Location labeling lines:
-.-.-
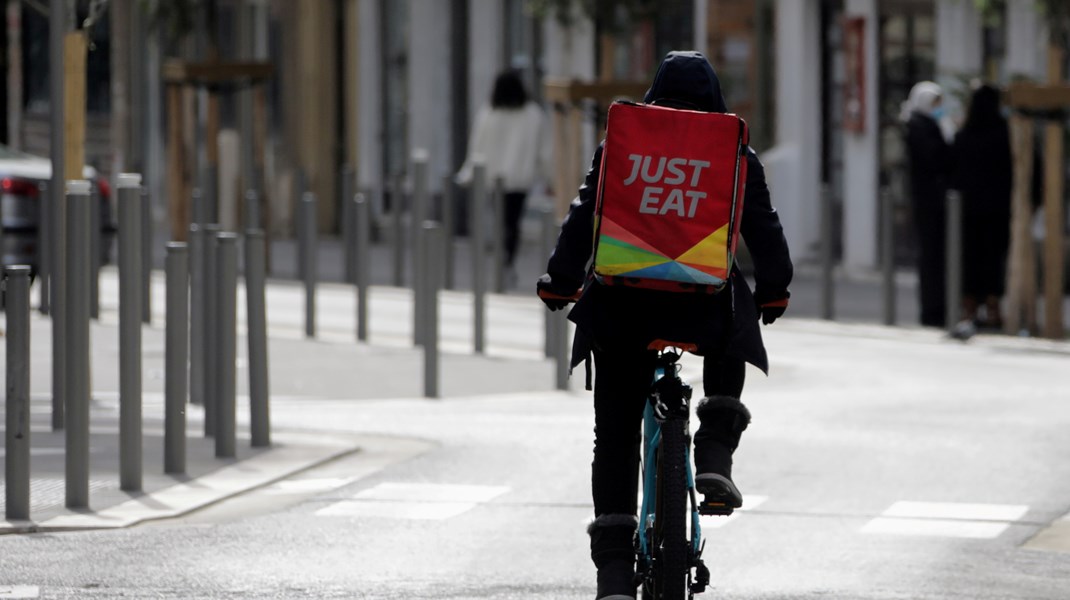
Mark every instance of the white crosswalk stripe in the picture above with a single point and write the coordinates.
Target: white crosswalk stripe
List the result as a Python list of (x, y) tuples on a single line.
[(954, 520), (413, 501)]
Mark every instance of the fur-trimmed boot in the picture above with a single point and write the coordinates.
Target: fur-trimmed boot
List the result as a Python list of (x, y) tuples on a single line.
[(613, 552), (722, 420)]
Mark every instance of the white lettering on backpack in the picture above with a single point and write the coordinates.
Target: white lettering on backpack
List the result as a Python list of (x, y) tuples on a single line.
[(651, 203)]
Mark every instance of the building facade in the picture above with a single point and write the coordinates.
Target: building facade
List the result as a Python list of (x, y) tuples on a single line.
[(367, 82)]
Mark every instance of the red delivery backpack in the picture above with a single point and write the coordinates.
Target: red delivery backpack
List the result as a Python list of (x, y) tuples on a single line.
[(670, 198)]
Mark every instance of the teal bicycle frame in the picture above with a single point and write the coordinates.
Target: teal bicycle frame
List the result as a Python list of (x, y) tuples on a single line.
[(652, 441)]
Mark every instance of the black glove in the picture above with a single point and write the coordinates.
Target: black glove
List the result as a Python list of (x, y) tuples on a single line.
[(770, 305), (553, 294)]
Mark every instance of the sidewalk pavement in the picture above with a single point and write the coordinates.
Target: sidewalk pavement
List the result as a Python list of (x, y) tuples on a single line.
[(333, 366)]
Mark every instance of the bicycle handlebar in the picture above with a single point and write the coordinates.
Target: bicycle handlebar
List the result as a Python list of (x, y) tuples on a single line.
-.-.-
■ Given request
Set out all the lines above as a numbered list, skipping blank lines and omitting the pictures.

■ Answer to this exercise
1. Mark every instance of the white crosswalk stripe in the picture above with a single point and write the coordinates.
2. Target: white crosswalk stripe
3. List the result as a Python list of (x, y) tuples on a single line.
4. [(954, 520), (413, 501)]
5. Mark every instance of the fur-trimmed boot in the picture above with a single point and write the coordinates.
6. Target: fur-trimmed boot
7. List the result as a Python list of (x, y) tuples on a single line.
8. [(613, 552), (722, 420)]
9. Mark every instance of the white lettering on backpack in the picture above with a single point and write the coordinates.
10. Target: white lettering on backpack
11. List the result as a Python list of (x, y) tuples on a single line.
12. [(651, 203)]
13. Mark every instance of the building facade in the picture above with a single point and write the coordinates.
14. Target: building facade
15. List the result as a Python list of (x, y) tuples on a single line.
16. [(367, 82)]
17. Mark every instance of the red delivery backpack in the picture above with a single point and write the coordinates.
18. Target: red delivery backpack
19. List the result as a Python list of (x, y) tuples on a single line.
20. [(670, 198)]
21. Mark every instance of the teal bicycle frame in the picture above with a single point and write the coordinates.
22. Target: teal bicycle frame
23. List the result as a Python list of (x, y) tuples on a single line.
24. [(652, 441)]
25. Mark every instance of the black glove in the picture above with a single point and write the coordinates.
26. Target: black glove
27. List the result as a Python list of (x, y) tuples on a single line.
28. [(770, 305), (553, 294)]
29. Mark every instance of the sidewalk pavement in the picture above with a single point and write the coordinates.
30. Target: sidewalk pavement
31. List the result as a Python list of (x, y) tuples on a single line.
32. [(333, 366)]
33. Mark every instance of the bicycle handlebar in the picture above with a single point and write the coordinates.
34. Target: bicycle handlebar
35. List the result as a Python list of (x, y) tuples on a single line.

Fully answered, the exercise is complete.